### Do this
Exactly reproduce each entry, leaving out nothing.

(Point annotation dataset records)
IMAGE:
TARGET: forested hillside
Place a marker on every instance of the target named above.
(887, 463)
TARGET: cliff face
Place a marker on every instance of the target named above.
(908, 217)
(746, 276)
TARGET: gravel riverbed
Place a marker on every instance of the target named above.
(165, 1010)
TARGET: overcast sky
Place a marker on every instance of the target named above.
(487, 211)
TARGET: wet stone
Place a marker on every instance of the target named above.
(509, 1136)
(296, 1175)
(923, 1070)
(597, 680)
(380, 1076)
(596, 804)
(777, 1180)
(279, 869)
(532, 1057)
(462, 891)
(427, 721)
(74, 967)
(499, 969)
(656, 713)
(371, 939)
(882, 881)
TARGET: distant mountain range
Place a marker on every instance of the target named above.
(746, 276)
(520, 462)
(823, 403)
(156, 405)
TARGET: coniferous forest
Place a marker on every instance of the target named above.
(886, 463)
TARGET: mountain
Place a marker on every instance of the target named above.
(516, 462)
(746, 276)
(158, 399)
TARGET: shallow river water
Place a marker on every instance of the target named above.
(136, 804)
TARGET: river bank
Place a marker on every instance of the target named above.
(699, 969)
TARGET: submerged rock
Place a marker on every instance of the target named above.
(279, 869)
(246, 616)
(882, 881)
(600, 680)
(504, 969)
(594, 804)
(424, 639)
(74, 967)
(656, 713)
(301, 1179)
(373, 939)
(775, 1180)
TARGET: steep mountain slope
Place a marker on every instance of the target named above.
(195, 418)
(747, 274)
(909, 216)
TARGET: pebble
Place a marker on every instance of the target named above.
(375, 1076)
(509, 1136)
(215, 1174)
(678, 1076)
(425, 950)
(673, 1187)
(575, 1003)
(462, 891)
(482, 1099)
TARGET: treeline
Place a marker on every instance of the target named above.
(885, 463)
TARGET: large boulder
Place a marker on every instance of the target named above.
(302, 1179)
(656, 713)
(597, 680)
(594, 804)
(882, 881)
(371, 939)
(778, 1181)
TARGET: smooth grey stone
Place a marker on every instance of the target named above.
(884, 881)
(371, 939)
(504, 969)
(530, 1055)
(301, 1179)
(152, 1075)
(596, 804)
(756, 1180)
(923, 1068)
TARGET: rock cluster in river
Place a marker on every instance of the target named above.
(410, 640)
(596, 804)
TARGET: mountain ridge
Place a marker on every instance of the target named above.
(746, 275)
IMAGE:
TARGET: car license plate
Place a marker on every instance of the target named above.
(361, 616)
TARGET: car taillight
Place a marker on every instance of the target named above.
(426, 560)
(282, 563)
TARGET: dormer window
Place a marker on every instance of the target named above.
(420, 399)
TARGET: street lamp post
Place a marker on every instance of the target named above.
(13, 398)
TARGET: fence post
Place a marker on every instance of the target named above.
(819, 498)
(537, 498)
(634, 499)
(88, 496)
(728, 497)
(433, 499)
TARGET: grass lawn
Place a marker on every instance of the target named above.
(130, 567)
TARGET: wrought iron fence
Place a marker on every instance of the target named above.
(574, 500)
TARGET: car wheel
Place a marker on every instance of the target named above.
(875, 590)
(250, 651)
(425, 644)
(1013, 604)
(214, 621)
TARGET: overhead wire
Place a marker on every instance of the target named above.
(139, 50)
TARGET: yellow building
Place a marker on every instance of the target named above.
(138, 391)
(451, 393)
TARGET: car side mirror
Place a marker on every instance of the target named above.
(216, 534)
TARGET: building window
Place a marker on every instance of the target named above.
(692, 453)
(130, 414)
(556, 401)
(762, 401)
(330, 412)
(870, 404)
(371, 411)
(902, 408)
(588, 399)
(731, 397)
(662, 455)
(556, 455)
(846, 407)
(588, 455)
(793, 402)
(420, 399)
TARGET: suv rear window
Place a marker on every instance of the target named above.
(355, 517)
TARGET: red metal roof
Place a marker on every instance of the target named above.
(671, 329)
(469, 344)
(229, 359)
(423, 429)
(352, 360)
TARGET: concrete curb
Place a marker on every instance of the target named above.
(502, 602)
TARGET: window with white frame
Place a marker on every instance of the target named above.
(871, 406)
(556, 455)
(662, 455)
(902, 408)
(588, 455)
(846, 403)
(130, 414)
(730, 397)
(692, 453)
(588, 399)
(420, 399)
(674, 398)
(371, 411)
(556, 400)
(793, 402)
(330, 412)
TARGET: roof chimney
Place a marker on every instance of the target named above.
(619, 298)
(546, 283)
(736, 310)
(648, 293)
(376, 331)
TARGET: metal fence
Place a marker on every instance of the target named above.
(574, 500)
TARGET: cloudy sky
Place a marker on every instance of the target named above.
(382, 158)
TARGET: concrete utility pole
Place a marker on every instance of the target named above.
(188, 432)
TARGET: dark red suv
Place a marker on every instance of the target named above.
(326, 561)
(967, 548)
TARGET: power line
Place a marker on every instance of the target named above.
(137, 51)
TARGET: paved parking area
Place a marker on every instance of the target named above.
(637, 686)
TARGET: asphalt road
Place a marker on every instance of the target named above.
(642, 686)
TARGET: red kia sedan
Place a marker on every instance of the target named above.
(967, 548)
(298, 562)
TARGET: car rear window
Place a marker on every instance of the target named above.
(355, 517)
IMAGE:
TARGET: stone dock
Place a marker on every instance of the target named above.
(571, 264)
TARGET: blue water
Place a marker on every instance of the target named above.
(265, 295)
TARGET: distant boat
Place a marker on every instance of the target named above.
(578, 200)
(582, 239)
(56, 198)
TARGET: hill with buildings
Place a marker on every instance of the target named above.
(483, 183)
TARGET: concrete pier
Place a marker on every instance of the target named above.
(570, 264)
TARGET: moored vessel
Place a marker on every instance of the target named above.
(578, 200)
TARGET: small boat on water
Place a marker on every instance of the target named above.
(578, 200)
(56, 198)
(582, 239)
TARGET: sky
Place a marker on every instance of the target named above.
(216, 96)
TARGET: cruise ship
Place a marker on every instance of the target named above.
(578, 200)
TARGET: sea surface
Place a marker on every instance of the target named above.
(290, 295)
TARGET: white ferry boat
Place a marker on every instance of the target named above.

### Response to this task
IMAGE:
TARGET: forested hillside
Place a marker on every instance of the target named above.
(887, 463)
TARGET: cliff face
Place a marker on every instance of the target named above.
(908, 217)
(746, 276)
TARGET: gravel riverbed
Place a marker on every instance of the target named above.
(165, 1010)
TARGET: overcast sky
Place a marker on every instance of the target named above.
(487, 211)
TARGET: wet stone
Place a marker on every instance of the target named above.
(509, 1136)
(296, 1175)
(923, 1070)
(597, 680)
(380, 1076)
(596, 804)
(777, 1180)
(279, 869)
(532, 1057)
(462, 891)
(427, 721)
(74, 967)
(499, 969)
(656, 713)
(371, 939)
(882, 881)
TARGET: distant mountain range
Place a marker on every instance of the target named above.
(746, 276)
(520, 462)
(823, 403)
(156, 405)
TARGET: coniferous forest
Place a marker on every instance of the target named above.
(886, 463)
TARGET: mountain
Place a marker on every instance of the target named above.
(516, 462)
(746, 276)
(158, 399)
TARGET: shallow river water
Place a marker on every instance of the target named above.
(136, 804)
TARGET: river bank
Place a marker on every instance of the target named above.
(699, 969)
TARGET: submerged rock
Place a marker on every instance of the target named above.
(279, 869)
(246, 616)
(882, 881)
(600, 680)
(504, 969)
(594, 804)
(424, 639)
(74, 967)
(656, 713)
(301, 1179)
(373, 939)
(775, 1180)
TARGET: steep mountain slope
Place a marker on every instance of the target named above.
(195, 418)
(747, 274)
(909, 216)
TARGET: pebble
Place a marker on every instance of the target named above.
(375, 1076)
(509, 1136)
(215, 1174)
(678, 1076)
(425, 950)
(673, 1187)
(575, 1003)
(462, 891)
(482, 1099)
TARGET: treeline
Place a marker on every instance of the target named above.
(885, 463)
TARGET: large boulder
Place a marker on every instance of the target named above.
(302, 1179)
(656, 713)
(597, 680)
(594, 804)
(882, 881)
(371, 939)
(778, 1181)
TARGET: smooth grey stone
Place a marker on every instance of the target named above.
(884, 881)
(371, 939)
(504, 969)
(530, 1055)
(301, 1179)
(152, 1075)
(596, 804)
(756, 1180)
(923, 1068)
TARGET: rock cluster in river
Place a marker on every instance of the target named above.
(410, 640)
(596, 804)
TARGET: mountain ridge
Place a marker on every instance of the target named above.
(746, 275)
IMAGE:
TARGET: car license plate
Place a marker on every instance of the target named above.
(361, 616)
TARGET: car taillight
Place a marker on every instance of the target named above.
(426, 560)
(282, 563)
TARGET: dormer window
Place a marker on every instance of the target named above.
(420, 399)
TARGET: street lamp post
Place a marker on every instance of the target named above.
(13, 398)
TARGET: fence post
Place a marker on every instance of the target named above.
(819, 498)
(537, 498)
(634, 499)
(88, 496)
(728, 497)
(433, 499)
TARGET: grass lawn
Place a marker on every instance of the target named above.
(130, 567)
TARGET: wrought iron fence
Place a marker on every instance of the target named above.
(574, 500)
TARGET: car wheel
Place a marker on every instance of the target named above.
(875, 590)
(250, 651)
(425, 644)
(1013, 604)
(214, 621)
TARGET: overhead wire
Place a marker on every instance of the target named above.
(139, 50)
TARGET: yellow building
Place a marker on every instance of the target named above.
(138, 391)
(451, 393)
TARGET: car side mirror
Place a marker on every instance of the target named above.
(216, 534)
TARGET: building window
Place a marker on every instance of the target named above.
(692, 453)
(130, 414)
(556, 401)
(762, 401)
(330, 412)
(870, 404)
(371, 411)
(902, 408)
(588, 399)
(731, 397)
(662, 455)
(556, 455)
(846, 407)
(588, 455)
(793, 402)
(420, 399)
TARGET: suv rear window
Place a marker on every instance of the target named above.
(355, 517)
TARGET: red metal roof
Place a marker on every instance of the target named above.
(671, 329)
(469, 344)
(229, 359)
(423, 429)
(352, 360)
TARGET: concrete curb
Place a marker on every instance of the target named above.
(502, 602)
TARGET: window with white frame
Place a marker on every instance of the target named above.
(871, 406)
(556, 455)
(662, 455)
(902, 408)
(588, 455)
(846, 403)
(130, 414)
(730, 397)
(692, 453)
(588, 399)
(420, 399)
(674, 398)
(371, 411)
(556, 400)
(793, 402)
(330, 412)
TARGET: roof chimney
Place a marker on every instance of the target named above.
(619, 298)
(546, 283)
(736, 310)
(648, 293)
(376, 331)
TARGET: metal fence
Place a marker on every instance of the target named above.
(574, 500)
TARGET: cloudy sky
Place a marker on every instance of the target named above.
(382, 158)
TARGET: concrete utility pole
Place a marker on every instance of the target named above.
(188, 432)
TARGET: dark red suv
Place a marker on every instance of the target named above.
(326, 561)
(967, 548)
TARGET: power line
Place a marker on every instance of the target named above.
(137, 51)
TARGET: paved parking area
Place a marker on every instance of the target named above.
(637, 686)
TARGET: asphalt road
Place a marker on every instance of the target named above.
(642, 686)
TARGET: red kia sedan
Place a marker on every instance of the target named above.
(967, 548)
(298, 562)
TARGET: car rear window
Place a marker on every instance of the target named above.
(355, 517)
IMAGE:
TARGET: stone dock
Place a marker on every instance of the target named above.
(571, 264)
TARGET: blue water
Place a marker on every instance of the target named above.
(265, 295)
TARGET: distant boat
Place a marker on every instance of the target named above.
(578, 200)
(582, 239)
(56, 198)
TARGET: hill with buildings
Place a marker on every instance of the target named above.
(483, 183)
TARGET: concrete pier
Place a marker on every instance of the target named above.
(570, 264)
TARGET: moored vessel
Place a marker on every instance of the target named above.
(578, 200)
TARGET: small boat on water
Place a marker on every instance of the target named above.
(578, 200)
(56, 198)
(582, 239)
TARGET: sky
Place a marker on every instance of the target named above.
(216, 96)
TARGET: cruise ship
Place a marker on every instance of the target named above.
(578, 200)
TARGET: sea surface
Place a marker on every instance of the target named above.
(290, 295)
TARGET: white ferry boat
Place a marker on every instance of the target named above.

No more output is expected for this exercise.